Trecho do documento:

..........

Visto que as famílias nucleares são mais instáveis, abrangem uma proporção cada vez menor da população e ocupam uma parcela cada vez mais limitada do ciclo de vida das pessoas, e já que os empregos que fornecem a renda familiar também são cada vez mais raros, todas as versões do regime do provedor único mostram-se crescentemente ineficazes como mecanismos de redistribuição econômica e de moderação dos desequilíbrios sociais. Por outro lado, as transformações em curso vêm criando postos pouco produtivos em uma proporção que excede a capacidade dos diferentes sistemas de regulação de compensar essas situações sem consolidar áreas de carência social crônica. Nem a extensão maciça dos serviços públicos, à maneira sueca, nem a generalização do trabalho precário acompanhado por alta mobilidade, como nos Estados Unidos, nem a adaptação inovadora, ao estilo italiano ou alemão, das microempresas e da segregação doméstica das mulheres são suficientes. Flexibilidade, precariedade, empregos de baixa renda constituem cada vez mais sérios traumas, pois afetam as formas de integração social construídas sobre equilíbrios frágeis ditados pela necessidade de sustentar os perfis de emprego que recebem altos salários e são objeto de grande prestígio social.

A busca de flexibilidade acompanhada por formas de integração social estimulou o trabalho por conta própria. De modo geral, o dualismo das formas mais intensivas e produtivas de trabalho assalariado e das formas mais extensivas e flexíveis do trabalho por conta própria pode perdurar como modo de regulação em todos os lugares onde for possível compensar a falta de produtividade por inovações que exploram a flexibilidade. Mas determinadas formas benéficas de complementaridade não podem ser aplicadas em todos os contextos, porque supõem a existência de estruturas familiais e sociais estáveis, do tipo solidário, e a possibilidade técnica de aumentar a produtividade de formas de trabalho mais descontínuas no interior da organização das microempresas. Nesta última área, algumas firmas artesanais e industriais têm conseguido beneficiar-se de tecnologias adaptáveis à produção em pequena escala (da eletricidade à microeletrônica) e, em alguns contextos, de redes organizacionais locais.

..........

Dados de origem:
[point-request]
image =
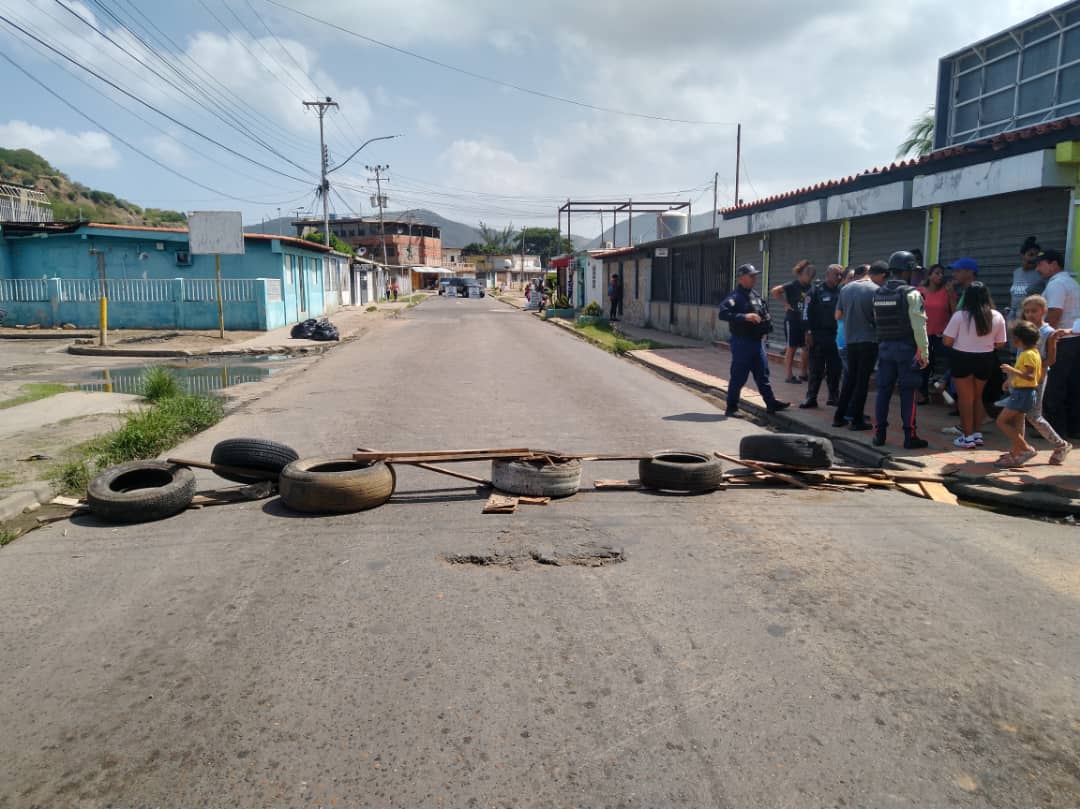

..........

Tarefas propostas:
1. Passe para o inglês esta frase do texto sobre trabalho e família: "A busca de flexibilidade acompanhada por formas de integração social estimulou o trabalho por conta própria."
2. Dê continuidade ao texto sobre trabalho e família, começando logo depois da última frase.

Respostas esperadas:
1. The pursuit of flexibility accompanied by forms of social integration has stimulated self-employment.

2.
Mas essas soluções não se aplicam ao conjunto heterogêneo do terciário, principalmente ao segmento dos serviços pessoais que utilizam o trabalho intensivo de mão-de-obra de baixa qualificação. Tais serviços não proporcionam empregos desejáveis, pois não oferecem recursos materiais e sociais suficientes para a sobrevivência compatíveis com o padrão de inserção do indivíduo na comunidade a que pertence. O prolongamento do tempo de trabalho e do tempo de vida profissional, bem como a utilização mais radical da comunidade, da solidariedade familiar ou dos parentes afins, não bastam para contrabalançar os contextos sociais e culturais pouco produtivos, mas com padrão e custo de vida elevados e aspirações generalizadas à mobilidade social ascendente. Por todos esses motivos, a vitalidade do trabalho por conta própria não representa uma solução de aplicação geral. Mesmo no âmbito do trabalho autônomo e nas pequenas empresas vem-se criando um fosso entre, de um lado, os circuitos tradicionais, em crescente dificuldade e cada vez menos acessíveis às novas gerações socializadas com padrões de comportamento e aspirações típicas de contextos sociais de alta produtividade, e, de outro, os novos circuitos, que criam um equilíbrio entre flexibilidade e condições de vida aceitáveis, mas que não podem ser estendidos a todos os setores e não podem fixar-se em contextos caracterizados pela desintegração social.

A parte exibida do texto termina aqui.